[Location identification entries]
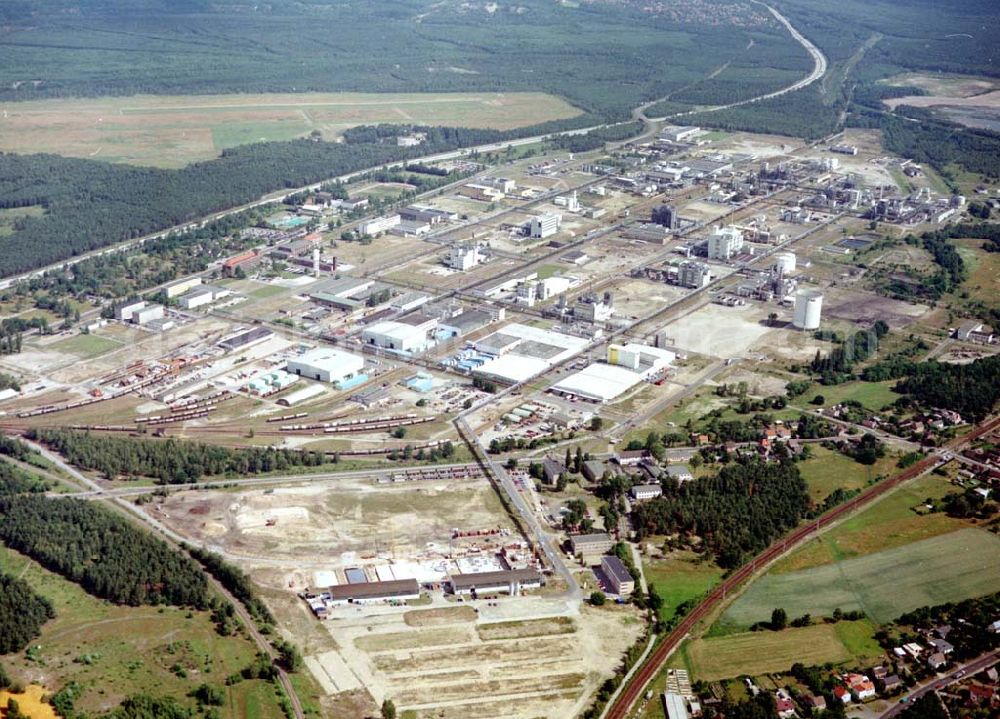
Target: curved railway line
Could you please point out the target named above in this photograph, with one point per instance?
(621, 706)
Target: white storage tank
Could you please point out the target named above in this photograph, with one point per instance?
(808, 308)
(785, 262)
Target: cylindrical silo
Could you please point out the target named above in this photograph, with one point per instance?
(808, 308)
(785, 262)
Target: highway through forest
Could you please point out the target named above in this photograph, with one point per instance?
(619, 707)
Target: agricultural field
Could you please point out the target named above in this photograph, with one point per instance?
(114, 652)
(983, 282)
(883, 585)
(872, 395)
(891, 522)
(680, 578)
(725, 657)
(176, 130)
(519, 658)
(828, 470)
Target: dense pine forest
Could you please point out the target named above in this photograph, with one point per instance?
(736, 513)
(22, 614)
(169, 461)
(101, 551)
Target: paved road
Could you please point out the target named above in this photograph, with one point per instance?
(820, 65)
(541, 538)
(621, 707)
(261, 642)
(98, 492)
(956, 675)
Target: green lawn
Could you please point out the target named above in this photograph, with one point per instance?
(890, 522)
(768, 652)
(263, 291)
(883, 585)
(828, 470)
(679, 579)
(86, 346)
(873, 395)
(115, 651)
(546, 271)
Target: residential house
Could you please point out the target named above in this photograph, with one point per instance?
(680, 472)
(942, 646)
(641, 492)
(813, 702)
(891, 683)
(593, 470)
(551, 469)
(861, 686)
(936, 660)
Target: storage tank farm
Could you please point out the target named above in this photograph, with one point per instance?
(808, 309)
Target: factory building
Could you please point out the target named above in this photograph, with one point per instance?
(679, 134)
(544, 225)
(626, 366)
(808, 309)
(465, 257)
(176, 289)
(243, 262)
(378, 225)
(591, 308)
(590, 547)
(666, 216)
(519, 352)
(326, 364)
(203, 295)
(125, 312)
(512, 581)
(145, 315)
(784, 262)
(724, 243)
(483, 193)
(367, 592)
(400, 335)
(694, 274)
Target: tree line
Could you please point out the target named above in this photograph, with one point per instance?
(736, 513)
(169, 461)
(101, 551)
(236, 581)
(22, 614)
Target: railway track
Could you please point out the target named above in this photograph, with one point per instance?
(621, 706)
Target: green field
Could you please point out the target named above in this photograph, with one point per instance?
(10, 215)
(115, 651)
(873, 395)
(891, 522)
(678, 580)
(85, 346)
(768, 652)
(175, 130)
(828, 470)
(883, 585)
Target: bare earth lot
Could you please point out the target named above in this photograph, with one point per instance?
(172, 131)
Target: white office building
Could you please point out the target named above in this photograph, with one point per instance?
(694, 274)
(544, 225)
(724, 243)
(147, 314)
(176, 289)
(378, 225)
(399, 336)
(326, 364)
(465, 257)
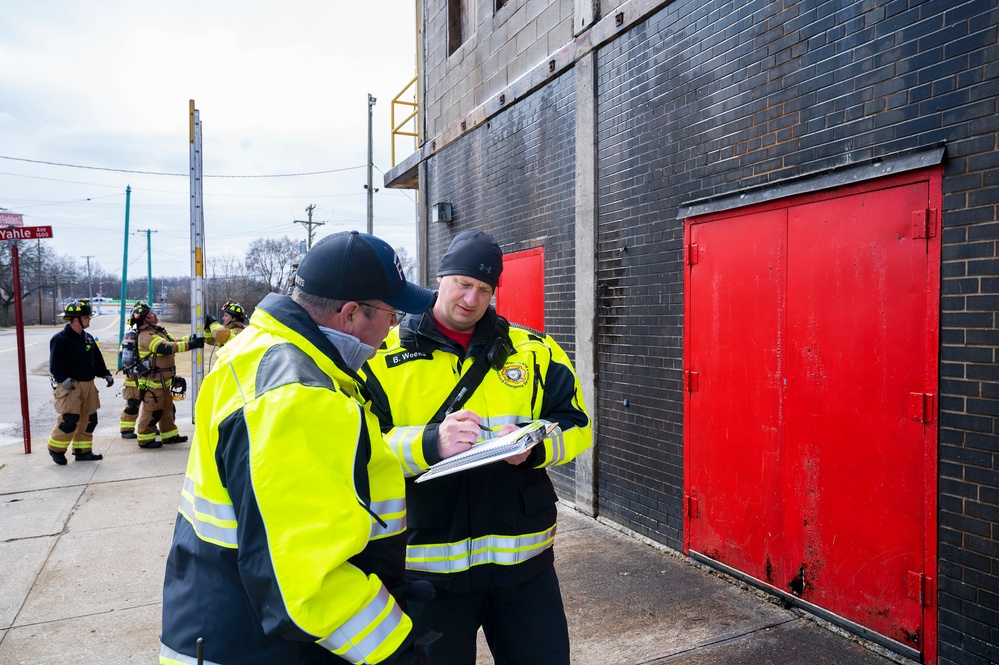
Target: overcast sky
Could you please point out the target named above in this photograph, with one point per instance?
(281, 88)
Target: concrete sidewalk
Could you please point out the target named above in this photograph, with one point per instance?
(84, 548)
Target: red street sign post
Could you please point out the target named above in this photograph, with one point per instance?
(25, 232)
(16, 231)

GOAL |
Write out the whole listing again, replacing "photograph" with "image" throughout and keeping everything else the same. Leave out the pictures.

RESULT |
Target: curved railway line
Could you please point out the target named above in this image, with one point per instance?
(621, 706)
Target: white storage tank
Could you please point out the target named above in this image, with one point per instance?
(808, 308)
(785, 262)
Target: cylindrical silo
Could you please point out the target named above in this image, with one point per instance?
(808, 308)
(785, 262)
Target: highway through forest
Could you please point out the target named above in this image, with one point per instance?
(619, 707)
Target: agricultural field
Could you please point out the target named above in this image, with one point per instance?
(114, 652)
(983, 282)
(883, 585)
(872, 395)
(891, 522)
(680, 578)
(725, 657)
(176, 130)
(519, 658)
(828, 470)
Target: dense pine forest
Could you please point out the target named above in this image, with one point per instance?
(736, 513)
(22, 614)
(169, 461)
(101, 551)
Target: paved road
Could you please point out the target named above in this image, with one point per instance?
(820, 65)
(541, 538)
(621, 707)
(261, 642)
(98, 492)
(956, 675)
Target: green lawn
Could you please point out the target named above in this image, with one point per instance?
(890, 522)
(768, 652)
(263, 291)
(883, 585)
(828, 470)
(679, 579)
(86, 346)
(873, 395)
(115, 651)
(546, 271)
Target: residential house
Could you please point out the target named above in this image, with one point per instance?
(680, 472)
(942, 646)
(641, 492)
(813, 702)
(891, 683)
(593, 470)
(551, 469)
(861, 686)
(936, 660)
Target: storage tank farm
Could you please point out the target named above in this image, with one point per instance?
(808, 309)
Target: factory building
Could you please point out the target named above in this image, with one point per instance?
(679, 134)
(544, 225)
(626, 366)
(808, 309)
(465, 257)
(176, 289)
(243, 262)
(378, 225)
(591, 308)
(590, 547)
(666, 216)
(519, 352)
(326, 364)
(203, 295)
(125, 312)
(512, 581)
(145, 315)
(784, 262)
(724, 243)
(483, 193)
(367, 592)
(400, 335)
(694, 274)
Target: tree line
Could you please point out the target named above in this image, with one point per instance?
(736, 513)
(169, 461)
(101, 551)
(236, 581)
(22, 614)
Target: railway track
Could you please point out the target named above in this image, with one point per instance?
(621, 706)
Target: green field
Could you please point out the target named above in this image, with one point per instance?
(10, 215)
(115, 651)
(873, 395)
(891, 522)
(678, 580)
(85, 346)
(768, 652)
(175, 130)
(828, 470)
(883, 585)
Target: bare earth lot
Could you please point out the target named above in this image, with one point per instance?
(172, 131)
Target: white office building
Could you please point out the target named above in this image, with one point per instance?
(694, 274)
(544, 225)
(724, 243)
(147, 314)
(176, 289)
(378, 225)
(399, 336)
(326, 364)
(465, 257)
Target: overcast sky
Could you please point out the target named above in this image, with one point per instance?
(281, 88)
Target: concrete sidewalk
Could you please point out the target named above in this image, with one point per instance?
(84, 548)
Target: red street sign post
Could you please point out the target named above in this image, with one point per instance?
(25, 232)
(16, 231)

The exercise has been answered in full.